== Segment start ==

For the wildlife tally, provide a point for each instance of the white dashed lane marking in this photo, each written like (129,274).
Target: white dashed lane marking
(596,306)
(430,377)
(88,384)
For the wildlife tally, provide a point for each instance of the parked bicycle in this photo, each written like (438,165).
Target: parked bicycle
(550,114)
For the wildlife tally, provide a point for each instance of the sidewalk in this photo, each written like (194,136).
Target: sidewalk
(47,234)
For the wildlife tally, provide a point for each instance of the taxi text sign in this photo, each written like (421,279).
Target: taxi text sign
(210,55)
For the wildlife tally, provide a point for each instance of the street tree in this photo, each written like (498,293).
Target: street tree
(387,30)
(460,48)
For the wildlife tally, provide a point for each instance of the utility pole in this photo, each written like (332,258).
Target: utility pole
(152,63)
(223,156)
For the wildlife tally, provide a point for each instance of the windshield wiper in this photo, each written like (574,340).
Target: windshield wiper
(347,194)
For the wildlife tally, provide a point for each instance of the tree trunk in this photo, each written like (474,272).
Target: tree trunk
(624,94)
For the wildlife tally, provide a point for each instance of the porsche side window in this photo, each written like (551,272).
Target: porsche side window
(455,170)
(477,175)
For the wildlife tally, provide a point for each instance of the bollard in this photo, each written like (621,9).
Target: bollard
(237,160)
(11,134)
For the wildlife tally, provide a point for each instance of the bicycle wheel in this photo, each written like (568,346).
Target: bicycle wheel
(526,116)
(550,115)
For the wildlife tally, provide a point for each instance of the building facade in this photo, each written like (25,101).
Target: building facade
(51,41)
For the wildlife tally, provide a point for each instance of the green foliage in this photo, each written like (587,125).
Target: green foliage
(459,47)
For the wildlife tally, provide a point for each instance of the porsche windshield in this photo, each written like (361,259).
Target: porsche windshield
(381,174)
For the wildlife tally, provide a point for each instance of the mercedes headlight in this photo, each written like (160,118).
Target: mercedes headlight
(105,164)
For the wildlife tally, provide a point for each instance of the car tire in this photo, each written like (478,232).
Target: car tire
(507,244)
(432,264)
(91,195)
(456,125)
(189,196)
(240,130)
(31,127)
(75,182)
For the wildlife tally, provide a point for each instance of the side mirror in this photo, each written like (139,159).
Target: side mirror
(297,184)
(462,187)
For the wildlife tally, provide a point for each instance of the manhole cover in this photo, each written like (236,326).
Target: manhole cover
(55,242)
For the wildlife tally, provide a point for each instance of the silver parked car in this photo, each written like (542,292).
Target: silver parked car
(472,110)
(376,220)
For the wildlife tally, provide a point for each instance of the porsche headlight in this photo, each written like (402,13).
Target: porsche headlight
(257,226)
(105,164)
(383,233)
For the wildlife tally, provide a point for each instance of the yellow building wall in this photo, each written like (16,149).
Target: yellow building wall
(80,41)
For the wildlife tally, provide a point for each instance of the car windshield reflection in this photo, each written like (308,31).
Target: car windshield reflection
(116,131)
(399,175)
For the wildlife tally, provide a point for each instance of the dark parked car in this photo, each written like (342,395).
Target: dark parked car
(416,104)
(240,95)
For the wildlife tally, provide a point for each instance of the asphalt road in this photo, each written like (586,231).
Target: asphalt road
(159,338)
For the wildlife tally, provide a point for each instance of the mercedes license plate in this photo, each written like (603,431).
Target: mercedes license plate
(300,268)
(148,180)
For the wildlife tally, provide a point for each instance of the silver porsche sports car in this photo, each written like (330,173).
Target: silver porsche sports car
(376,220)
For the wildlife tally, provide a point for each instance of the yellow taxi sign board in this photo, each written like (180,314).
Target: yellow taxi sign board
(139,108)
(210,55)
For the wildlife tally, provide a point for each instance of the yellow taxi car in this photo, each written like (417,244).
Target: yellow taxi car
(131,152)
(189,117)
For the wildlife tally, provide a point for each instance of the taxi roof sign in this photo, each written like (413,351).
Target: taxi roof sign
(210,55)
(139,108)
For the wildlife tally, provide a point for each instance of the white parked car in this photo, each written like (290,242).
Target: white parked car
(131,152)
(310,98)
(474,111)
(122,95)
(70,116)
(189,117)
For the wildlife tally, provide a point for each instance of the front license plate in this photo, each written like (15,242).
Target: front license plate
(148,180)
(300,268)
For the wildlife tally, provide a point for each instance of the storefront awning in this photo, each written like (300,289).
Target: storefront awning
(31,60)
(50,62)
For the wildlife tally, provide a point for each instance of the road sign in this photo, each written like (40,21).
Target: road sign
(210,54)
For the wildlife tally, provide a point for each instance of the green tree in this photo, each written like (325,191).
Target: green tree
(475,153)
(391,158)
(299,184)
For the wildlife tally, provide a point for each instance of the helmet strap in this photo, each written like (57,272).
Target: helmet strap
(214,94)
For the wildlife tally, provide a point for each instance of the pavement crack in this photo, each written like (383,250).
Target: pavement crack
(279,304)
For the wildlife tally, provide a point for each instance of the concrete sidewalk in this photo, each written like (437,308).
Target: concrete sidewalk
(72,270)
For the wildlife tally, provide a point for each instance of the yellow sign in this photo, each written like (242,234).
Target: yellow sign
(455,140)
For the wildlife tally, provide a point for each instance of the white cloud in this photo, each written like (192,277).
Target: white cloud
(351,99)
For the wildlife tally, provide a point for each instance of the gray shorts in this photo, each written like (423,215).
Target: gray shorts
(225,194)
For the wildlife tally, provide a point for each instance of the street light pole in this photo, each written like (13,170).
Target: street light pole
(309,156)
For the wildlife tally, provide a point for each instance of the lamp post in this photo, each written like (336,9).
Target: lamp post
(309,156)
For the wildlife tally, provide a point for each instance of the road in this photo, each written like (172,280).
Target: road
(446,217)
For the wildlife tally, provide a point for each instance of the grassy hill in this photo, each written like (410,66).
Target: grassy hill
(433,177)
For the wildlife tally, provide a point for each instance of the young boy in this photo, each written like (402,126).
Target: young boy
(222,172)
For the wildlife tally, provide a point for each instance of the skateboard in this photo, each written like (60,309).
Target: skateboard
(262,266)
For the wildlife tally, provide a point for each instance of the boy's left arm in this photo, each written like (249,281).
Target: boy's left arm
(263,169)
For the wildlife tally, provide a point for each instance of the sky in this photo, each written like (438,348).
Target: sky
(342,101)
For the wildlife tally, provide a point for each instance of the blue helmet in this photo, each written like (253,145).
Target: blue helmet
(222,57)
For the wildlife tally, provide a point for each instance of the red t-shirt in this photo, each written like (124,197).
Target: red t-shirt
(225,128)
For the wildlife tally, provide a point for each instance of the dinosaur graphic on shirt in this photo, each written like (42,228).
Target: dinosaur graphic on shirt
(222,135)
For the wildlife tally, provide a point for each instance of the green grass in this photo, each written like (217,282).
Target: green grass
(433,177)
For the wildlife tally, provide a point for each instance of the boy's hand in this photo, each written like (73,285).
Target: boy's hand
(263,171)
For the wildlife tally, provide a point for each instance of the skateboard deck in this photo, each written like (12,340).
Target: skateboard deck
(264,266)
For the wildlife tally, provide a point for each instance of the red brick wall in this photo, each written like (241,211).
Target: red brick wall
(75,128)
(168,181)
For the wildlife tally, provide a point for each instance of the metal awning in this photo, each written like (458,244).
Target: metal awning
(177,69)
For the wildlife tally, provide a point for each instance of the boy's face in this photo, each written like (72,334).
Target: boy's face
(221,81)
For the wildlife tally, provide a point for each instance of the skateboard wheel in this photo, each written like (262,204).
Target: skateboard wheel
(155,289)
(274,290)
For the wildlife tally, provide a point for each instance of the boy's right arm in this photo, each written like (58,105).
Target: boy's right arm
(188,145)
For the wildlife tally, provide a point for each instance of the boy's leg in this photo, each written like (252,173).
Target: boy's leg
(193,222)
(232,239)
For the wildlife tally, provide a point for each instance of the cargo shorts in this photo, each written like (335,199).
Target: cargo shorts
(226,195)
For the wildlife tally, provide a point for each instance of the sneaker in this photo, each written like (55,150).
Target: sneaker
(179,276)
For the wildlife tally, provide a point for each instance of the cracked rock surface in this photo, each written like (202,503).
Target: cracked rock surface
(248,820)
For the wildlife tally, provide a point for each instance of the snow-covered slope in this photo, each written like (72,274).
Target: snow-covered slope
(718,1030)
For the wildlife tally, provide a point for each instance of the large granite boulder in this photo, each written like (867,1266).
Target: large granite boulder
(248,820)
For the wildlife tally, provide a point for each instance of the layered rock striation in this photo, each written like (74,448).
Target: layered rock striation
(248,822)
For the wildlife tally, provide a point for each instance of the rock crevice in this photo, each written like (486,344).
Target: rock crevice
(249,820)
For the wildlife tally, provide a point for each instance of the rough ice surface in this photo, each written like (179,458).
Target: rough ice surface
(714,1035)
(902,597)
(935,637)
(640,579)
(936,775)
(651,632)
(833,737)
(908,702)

== Segment end ==

■ Exercise requirements: Output only the lines from the one that contains "written like (179,458)." through the final line of the records, exactly as given.

■ Answer to the exercise:
For the wildlife tally, provide a point for each instance of the rough ice surface in this photo, each written like (179,458).
Target: rough ice surface
(714,1035)
(902,597)
(935,637)
(640,579)
(936,775)
(651,632)
(833,737)
(908,702)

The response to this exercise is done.